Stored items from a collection
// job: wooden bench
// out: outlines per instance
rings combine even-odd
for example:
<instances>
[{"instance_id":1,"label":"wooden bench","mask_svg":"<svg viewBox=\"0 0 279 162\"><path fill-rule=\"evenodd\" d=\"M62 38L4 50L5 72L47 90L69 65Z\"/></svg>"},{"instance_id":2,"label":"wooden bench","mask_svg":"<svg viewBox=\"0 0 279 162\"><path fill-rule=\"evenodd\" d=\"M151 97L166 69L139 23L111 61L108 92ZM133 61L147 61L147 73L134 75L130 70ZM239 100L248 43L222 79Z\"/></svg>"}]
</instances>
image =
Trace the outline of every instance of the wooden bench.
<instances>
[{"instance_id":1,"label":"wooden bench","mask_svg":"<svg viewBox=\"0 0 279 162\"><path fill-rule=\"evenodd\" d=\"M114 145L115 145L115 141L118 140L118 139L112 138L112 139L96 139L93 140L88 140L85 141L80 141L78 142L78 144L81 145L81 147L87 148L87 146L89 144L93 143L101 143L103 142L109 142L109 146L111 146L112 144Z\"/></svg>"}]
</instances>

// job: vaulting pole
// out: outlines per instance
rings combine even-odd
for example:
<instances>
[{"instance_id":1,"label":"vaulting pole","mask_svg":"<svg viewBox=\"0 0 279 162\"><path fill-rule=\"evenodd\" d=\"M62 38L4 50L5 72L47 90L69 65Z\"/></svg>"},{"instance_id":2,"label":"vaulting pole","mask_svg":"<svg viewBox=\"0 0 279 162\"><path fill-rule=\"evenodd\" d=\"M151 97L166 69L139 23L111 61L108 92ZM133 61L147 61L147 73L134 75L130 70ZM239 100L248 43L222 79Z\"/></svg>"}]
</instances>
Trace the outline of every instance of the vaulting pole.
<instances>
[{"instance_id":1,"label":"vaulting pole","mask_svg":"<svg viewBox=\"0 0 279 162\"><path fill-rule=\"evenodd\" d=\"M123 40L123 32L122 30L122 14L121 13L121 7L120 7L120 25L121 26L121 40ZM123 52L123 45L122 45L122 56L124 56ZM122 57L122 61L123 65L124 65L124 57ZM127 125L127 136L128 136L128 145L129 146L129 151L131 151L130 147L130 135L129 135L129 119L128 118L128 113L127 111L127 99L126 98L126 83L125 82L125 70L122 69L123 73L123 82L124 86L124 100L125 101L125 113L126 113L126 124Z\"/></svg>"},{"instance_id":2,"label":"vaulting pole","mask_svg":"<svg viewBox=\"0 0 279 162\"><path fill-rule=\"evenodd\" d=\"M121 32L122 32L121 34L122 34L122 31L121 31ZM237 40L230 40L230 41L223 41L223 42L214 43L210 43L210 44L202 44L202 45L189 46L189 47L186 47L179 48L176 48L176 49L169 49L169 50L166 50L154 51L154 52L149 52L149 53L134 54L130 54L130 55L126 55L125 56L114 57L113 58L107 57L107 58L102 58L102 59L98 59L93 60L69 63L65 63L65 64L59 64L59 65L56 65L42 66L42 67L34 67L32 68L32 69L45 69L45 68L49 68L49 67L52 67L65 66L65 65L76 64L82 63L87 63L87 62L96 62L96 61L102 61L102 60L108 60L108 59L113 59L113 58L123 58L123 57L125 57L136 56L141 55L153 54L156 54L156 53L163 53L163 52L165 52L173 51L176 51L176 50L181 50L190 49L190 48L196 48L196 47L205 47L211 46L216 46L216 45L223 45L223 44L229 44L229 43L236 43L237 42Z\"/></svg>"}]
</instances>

Problem requirements
Each entry above needs to be retyped exactly.

Task result
// job: wooden bench
// out: outlines per instance
rings combine even-odd
for example:
<instances>
[{"instance_id":1,"label":"wooden bench","mask_svg":"<svg viewBox=\"0 0 279 162\"><path fill-rule=\"evenodd\" d=\"M62 38L4 50L5 72L47 90L69 65Z\"/></svg>"},{"instance_id":2,"label":"wooden bench","mask_svg":"<svg viewBox=\"0 0 279 162\"><path fill-rule=\"evenodd\" d=\"M151 97L166 69L139 23L111 61L108 92ZM133 61L147 61L147 73L134 75L130 70ZM239 100L248 43L222 79Z\"/></svg>"}]
</instances>
image =
Trace the outline of every instance of the wooden bench.
<instances>
[{"instance_id":1,"label":"wooden bench","mask_svg":"<svg viewBox=\"0 0 279 162\"><path fill-rule=\"evenodd\" d=\"M114 145L115 145L115 141L118 140L118 139L112 138L112 139L96 139L93 140L88 140L85 141L80 141L78 142L78 144L81 145L81 147L87 148L87 146L89 144L93 143L101 143L103 142L109 142L109 146L111 146L112 144Z\"/></svg>"}]
</instances>

// job: vaulting pole
// out: outlines per instance
rings combine even-odd
for example:
<instances>
[{"instance_id":1,"label":"vaulting pole","mask_svg":"<svg viewBox=\"0 0 279 162\"><path fill-rule=\"evenodd\" d=\"M62 38L4 50L5 72L47 90L69 65Z\"/></svg>"},{"instance_id":2,"label":"vaulting pole","mask_svg":"<svg viewBox=\"0 0 279 162\"><path fill-rule=\"evenodd\" d=\"M151 97L166 69L139 23L111 61L108 92ZM133 61L147 61L147 73L134 75L130 70ZM239 100L248 43L222 79Z\"/></svg>"}]
</instances>
Trace the outline of every instance of the vaulting pole.
<instances>
[{"instance_id":1,"label":"vaulting pole","mask_svg":"<svg viewBox=\"0 0 279 162\"><path fill-rule=\"evenodd\" d=\"M123 40L123 32L122 30L122 14L121 13L121 7L120 7L120 25L121 26L121 40ZM123 52L123 45L122 45L122 56L124 56ZM122 57L122 61L123 65L124 65L124 57ZM127 125L127 136L128 136L128 145L129 146L129 151L131 151L130 147L130 135L129 135L129 119L128 118L128 113L127 111L127 99L126 98L126 83L125 82L125 70L122 69L123 73L123 82L124 86L124 100L125 101L125 113L126 113L126 124Z\"/></svg>"},{"instance_id":2,"label":"vaulting pole","mask_svg":"<svg viewBox=\"0 0 279 162\"><path fill-rule=\"evenodd\" d=\"M121 32L122 32L121 34L122 34L122 31L121 31ZM237 40L230 40L230 41L223 41L223 42L214 43L210 43L210 44L202 44L202 45L189 46L189 47L186 47L179 48L176 48L176 49L169 49L169 50L166 50L154 51L154 52L149 52L149 53L134 54L130 54L130 55L126 55L125 56L114 57L113 58L107 57L107 58L102 58L102 59L98 59L93 60L69 63L65 63L65 64L59 64L59 65L56 65L42 66L42 67L34 67L32 68L32 69L45 69L45 68L49 68L49 67L52 67L65 66L65 65L76 64L82 63L87 63L87 62L96 62L96 61L102 61L102 60L108 60L108 59L113 59L113 58L123 58L123 57L125 57L136 56L141 55L153 54L156 54L156 53L163 53L163 52L165 52L173 51L176 51L176 50L181 50L190 49L190 48L196 48L196 47L205 47L211 46L216 46L216 45L223 45L223 44L229 44L229 43L236 43L237 42Z\"/></svg>"}]
</instances>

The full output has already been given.